• Given task:
How many lines in the records below contain the string "post"? Reply with the number only.

• Material for this exercise:
######

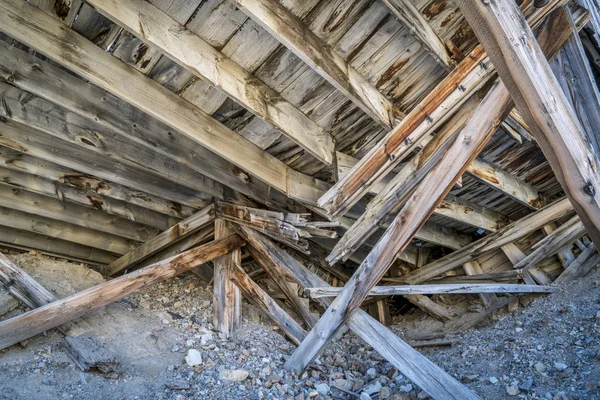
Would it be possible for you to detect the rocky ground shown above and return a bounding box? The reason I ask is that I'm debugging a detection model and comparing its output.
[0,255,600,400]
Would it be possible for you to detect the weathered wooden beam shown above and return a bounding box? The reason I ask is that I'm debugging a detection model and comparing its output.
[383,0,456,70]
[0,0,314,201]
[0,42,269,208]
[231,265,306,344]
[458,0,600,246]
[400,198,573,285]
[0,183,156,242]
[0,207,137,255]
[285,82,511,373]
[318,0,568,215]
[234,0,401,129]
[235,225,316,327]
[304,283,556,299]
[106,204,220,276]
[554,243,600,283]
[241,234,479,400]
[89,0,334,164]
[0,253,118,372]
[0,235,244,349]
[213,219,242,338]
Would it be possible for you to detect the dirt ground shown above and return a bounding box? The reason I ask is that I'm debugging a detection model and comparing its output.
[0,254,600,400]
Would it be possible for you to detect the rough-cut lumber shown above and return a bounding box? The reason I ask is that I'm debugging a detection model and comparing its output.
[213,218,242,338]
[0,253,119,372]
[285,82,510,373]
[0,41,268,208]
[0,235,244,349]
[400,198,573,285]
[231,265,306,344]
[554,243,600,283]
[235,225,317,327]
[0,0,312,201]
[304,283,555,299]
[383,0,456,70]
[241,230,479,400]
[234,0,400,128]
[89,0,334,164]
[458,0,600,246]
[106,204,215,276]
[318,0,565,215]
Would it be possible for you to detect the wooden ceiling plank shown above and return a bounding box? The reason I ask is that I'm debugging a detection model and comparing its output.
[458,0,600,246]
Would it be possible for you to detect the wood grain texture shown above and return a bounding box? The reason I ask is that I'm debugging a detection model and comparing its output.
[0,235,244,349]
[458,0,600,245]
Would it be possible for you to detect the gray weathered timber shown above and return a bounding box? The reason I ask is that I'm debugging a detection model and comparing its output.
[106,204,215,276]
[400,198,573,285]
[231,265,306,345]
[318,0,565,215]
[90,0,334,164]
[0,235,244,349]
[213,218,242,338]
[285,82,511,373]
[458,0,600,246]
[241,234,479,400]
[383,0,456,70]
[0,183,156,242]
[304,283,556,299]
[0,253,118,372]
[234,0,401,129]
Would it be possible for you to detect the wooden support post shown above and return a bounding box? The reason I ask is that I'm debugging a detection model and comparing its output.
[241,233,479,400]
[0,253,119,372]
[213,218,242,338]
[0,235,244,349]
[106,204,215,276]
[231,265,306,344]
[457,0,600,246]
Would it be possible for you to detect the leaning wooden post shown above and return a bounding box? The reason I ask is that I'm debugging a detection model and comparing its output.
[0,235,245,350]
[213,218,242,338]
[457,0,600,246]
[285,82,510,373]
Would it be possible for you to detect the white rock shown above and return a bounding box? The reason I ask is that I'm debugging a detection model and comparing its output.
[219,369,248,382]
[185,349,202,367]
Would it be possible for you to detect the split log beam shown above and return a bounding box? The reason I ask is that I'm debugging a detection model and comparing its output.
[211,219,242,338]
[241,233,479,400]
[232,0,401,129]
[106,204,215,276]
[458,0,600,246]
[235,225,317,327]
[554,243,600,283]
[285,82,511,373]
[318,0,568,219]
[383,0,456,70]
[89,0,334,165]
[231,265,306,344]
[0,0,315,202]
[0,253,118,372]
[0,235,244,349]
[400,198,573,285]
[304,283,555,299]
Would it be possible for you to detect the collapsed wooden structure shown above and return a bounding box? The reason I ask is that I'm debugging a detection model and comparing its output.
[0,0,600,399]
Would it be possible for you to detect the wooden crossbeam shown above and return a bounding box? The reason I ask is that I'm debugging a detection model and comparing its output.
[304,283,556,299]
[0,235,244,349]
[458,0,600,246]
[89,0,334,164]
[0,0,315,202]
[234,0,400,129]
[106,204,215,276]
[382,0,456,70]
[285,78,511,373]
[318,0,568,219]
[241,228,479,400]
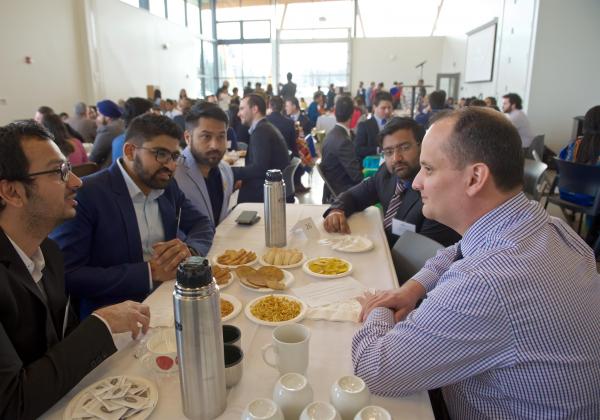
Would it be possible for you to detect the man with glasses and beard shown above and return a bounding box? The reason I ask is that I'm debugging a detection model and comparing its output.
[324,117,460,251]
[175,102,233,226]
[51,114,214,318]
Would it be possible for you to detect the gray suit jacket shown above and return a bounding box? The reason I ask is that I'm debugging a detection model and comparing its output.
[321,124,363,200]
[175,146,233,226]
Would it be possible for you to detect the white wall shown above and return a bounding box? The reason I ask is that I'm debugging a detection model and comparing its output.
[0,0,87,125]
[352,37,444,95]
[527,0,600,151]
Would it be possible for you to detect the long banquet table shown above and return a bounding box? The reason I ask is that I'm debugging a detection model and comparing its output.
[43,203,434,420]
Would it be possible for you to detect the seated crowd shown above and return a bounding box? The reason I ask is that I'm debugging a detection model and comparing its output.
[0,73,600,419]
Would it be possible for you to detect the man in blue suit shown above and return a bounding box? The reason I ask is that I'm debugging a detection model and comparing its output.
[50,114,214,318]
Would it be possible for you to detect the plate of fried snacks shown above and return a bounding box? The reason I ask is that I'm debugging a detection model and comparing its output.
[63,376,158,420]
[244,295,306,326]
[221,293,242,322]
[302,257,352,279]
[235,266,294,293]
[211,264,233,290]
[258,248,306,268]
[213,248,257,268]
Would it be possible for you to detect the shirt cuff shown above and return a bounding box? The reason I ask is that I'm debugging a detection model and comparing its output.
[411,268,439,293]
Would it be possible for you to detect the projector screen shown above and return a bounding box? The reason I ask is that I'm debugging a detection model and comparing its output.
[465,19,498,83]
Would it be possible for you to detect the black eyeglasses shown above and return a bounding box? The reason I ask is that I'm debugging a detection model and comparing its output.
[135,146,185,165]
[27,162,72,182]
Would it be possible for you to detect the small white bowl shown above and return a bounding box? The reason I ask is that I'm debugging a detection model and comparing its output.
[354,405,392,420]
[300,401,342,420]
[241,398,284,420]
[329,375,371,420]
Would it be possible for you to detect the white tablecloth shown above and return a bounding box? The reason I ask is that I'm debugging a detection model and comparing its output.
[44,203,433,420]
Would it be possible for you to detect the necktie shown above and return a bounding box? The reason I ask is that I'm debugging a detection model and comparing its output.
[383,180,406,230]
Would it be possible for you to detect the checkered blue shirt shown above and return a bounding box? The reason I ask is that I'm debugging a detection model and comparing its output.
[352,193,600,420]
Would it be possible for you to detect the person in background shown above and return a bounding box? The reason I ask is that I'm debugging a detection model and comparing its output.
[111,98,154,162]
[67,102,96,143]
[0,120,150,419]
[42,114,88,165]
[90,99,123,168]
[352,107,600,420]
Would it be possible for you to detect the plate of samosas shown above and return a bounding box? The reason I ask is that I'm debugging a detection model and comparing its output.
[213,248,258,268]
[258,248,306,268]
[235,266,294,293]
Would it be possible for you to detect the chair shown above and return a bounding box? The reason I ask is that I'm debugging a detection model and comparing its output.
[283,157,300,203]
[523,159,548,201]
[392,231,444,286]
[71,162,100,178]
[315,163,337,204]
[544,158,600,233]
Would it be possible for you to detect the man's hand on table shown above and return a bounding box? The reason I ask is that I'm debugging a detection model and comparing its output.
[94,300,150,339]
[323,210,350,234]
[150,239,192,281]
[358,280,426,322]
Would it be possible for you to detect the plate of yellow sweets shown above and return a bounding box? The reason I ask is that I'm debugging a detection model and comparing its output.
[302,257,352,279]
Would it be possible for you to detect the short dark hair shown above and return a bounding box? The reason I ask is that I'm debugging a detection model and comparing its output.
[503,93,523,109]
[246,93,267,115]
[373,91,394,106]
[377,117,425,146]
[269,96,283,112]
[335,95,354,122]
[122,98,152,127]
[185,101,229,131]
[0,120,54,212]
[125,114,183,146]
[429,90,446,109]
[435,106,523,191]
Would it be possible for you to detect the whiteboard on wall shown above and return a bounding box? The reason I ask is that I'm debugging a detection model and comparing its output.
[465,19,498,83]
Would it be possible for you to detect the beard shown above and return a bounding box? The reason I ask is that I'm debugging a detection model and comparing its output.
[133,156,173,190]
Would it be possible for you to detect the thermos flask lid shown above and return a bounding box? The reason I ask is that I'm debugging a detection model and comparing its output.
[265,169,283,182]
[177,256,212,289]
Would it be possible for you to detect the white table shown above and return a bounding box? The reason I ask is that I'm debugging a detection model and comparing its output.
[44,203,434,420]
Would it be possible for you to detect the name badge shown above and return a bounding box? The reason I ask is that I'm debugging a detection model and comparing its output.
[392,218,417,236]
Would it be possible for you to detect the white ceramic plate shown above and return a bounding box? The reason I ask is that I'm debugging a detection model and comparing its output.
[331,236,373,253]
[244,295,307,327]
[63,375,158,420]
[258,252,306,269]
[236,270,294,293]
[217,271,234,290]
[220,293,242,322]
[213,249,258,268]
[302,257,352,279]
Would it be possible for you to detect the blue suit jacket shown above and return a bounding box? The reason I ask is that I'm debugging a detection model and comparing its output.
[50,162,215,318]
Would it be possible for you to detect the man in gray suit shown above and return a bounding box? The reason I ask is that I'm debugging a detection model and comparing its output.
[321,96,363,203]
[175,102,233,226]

######

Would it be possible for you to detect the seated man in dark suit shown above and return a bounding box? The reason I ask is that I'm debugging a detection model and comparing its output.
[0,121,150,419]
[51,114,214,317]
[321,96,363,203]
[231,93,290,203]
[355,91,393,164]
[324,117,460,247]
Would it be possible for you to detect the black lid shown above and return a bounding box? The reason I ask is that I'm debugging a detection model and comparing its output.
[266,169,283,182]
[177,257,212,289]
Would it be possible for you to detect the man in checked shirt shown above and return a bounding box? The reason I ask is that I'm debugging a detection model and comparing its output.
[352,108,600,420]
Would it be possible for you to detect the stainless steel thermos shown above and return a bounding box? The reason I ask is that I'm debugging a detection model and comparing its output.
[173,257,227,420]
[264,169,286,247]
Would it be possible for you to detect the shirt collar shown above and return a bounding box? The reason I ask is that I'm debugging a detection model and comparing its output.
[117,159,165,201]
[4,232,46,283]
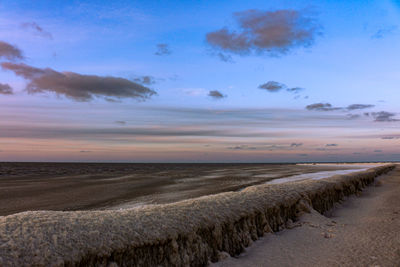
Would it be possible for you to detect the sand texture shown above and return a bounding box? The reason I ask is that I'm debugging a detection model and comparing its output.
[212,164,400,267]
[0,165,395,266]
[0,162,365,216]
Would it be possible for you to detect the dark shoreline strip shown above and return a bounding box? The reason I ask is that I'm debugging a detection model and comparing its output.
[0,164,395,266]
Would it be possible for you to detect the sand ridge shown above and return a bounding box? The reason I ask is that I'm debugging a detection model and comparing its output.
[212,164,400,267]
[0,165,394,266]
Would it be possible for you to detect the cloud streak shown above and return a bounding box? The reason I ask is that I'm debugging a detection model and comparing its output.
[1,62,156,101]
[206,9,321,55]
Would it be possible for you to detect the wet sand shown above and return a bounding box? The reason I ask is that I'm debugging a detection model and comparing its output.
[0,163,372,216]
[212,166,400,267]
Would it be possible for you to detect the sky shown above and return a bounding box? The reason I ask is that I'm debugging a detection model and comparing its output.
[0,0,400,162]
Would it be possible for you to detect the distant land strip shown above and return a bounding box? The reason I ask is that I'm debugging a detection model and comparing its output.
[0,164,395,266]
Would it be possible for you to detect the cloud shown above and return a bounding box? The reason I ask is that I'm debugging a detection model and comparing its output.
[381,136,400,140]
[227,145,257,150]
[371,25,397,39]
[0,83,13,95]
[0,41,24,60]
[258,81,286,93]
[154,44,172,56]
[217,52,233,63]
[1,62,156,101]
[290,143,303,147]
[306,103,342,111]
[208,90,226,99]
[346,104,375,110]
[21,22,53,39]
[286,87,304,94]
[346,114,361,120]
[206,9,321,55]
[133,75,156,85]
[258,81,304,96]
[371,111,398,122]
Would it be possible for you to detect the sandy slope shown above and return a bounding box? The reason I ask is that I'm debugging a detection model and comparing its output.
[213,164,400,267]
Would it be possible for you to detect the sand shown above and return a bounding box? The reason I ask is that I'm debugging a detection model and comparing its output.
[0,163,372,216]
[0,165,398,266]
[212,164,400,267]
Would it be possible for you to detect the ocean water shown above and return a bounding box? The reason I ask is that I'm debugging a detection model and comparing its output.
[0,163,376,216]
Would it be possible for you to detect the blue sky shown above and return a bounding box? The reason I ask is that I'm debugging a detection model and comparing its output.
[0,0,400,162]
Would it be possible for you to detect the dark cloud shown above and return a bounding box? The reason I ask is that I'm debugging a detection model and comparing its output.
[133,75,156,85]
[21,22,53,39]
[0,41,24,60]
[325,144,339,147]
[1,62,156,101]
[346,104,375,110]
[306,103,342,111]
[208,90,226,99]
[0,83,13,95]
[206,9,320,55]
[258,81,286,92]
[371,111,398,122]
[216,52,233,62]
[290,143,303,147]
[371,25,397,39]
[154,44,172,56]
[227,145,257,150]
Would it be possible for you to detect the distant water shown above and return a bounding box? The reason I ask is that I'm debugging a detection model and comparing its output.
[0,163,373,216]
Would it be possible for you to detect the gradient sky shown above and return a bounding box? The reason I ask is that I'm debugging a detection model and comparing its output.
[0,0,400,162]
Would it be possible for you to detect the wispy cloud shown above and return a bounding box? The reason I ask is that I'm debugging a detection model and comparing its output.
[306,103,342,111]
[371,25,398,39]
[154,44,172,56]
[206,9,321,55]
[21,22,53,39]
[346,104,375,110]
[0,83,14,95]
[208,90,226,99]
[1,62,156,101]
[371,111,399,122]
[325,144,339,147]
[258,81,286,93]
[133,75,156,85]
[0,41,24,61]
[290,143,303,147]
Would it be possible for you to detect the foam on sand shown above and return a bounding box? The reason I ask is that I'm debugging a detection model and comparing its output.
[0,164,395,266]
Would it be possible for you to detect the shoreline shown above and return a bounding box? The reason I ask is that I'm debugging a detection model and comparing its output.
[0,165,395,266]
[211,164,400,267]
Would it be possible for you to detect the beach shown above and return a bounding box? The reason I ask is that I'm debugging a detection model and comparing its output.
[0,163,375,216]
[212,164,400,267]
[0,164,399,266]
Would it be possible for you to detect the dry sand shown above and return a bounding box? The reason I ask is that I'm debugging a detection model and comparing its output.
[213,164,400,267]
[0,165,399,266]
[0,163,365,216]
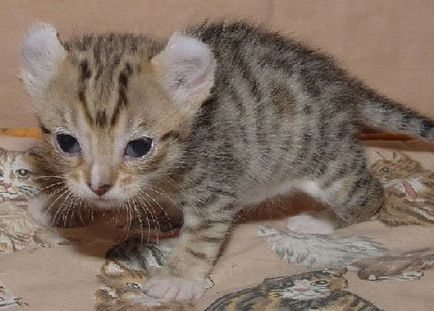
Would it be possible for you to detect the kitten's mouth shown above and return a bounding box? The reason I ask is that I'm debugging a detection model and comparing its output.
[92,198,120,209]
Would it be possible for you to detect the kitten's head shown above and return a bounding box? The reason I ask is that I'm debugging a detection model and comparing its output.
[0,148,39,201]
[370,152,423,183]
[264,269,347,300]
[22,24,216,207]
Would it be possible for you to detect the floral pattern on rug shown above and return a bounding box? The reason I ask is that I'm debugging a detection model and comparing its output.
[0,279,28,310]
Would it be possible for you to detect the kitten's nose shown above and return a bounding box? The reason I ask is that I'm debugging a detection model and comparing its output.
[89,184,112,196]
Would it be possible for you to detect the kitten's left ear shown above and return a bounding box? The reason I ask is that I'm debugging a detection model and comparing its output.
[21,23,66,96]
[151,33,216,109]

######

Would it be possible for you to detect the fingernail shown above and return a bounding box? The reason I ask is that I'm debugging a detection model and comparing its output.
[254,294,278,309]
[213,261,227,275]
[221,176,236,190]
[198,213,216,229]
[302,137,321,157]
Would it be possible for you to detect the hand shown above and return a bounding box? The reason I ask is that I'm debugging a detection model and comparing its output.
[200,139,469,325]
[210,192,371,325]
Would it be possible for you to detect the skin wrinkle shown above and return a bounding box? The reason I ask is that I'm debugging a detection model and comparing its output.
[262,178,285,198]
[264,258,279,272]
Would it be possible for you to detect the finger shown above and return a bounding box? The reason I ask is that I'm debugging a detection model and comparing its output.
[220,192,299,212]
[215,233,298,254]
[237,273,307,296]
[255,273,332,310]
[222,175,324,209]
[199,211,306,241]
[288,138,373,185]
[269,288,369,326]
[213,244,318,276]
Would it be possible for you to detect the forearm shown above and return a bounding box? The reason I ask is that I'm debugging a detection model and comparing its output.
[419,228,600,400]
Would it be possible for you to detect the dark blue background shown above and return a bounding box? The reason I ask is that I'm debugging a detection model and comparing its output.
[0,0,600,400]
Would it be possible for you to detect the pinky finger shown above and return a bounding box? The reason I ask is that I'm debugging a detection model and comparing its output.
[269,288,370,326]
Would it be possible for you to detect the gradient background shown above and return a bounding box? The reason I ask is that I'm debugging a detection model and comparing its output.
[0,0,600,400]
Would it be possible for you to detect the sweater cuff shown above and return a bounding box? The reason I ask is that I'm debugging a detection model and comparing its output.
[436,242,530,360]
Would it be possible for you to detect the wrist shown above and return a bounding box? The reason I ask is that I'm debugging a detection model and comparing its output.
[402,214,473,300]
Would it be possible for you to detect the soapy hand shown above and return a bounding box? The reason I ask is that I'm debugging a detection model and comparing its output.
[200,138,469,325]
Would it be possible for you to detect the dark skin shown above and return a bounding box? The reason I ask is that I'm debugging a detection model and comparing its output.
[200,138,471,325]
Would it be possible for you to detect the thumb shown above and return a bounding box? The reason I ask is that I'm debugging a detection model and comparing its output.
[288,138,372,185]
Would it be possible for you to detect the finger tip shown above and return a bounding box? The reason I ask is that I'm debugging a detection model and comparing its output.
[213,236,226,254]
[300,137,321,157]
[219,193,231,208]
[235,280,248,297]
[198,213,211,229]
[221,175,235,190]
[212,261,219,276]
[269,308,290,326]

######

• Full solution:
2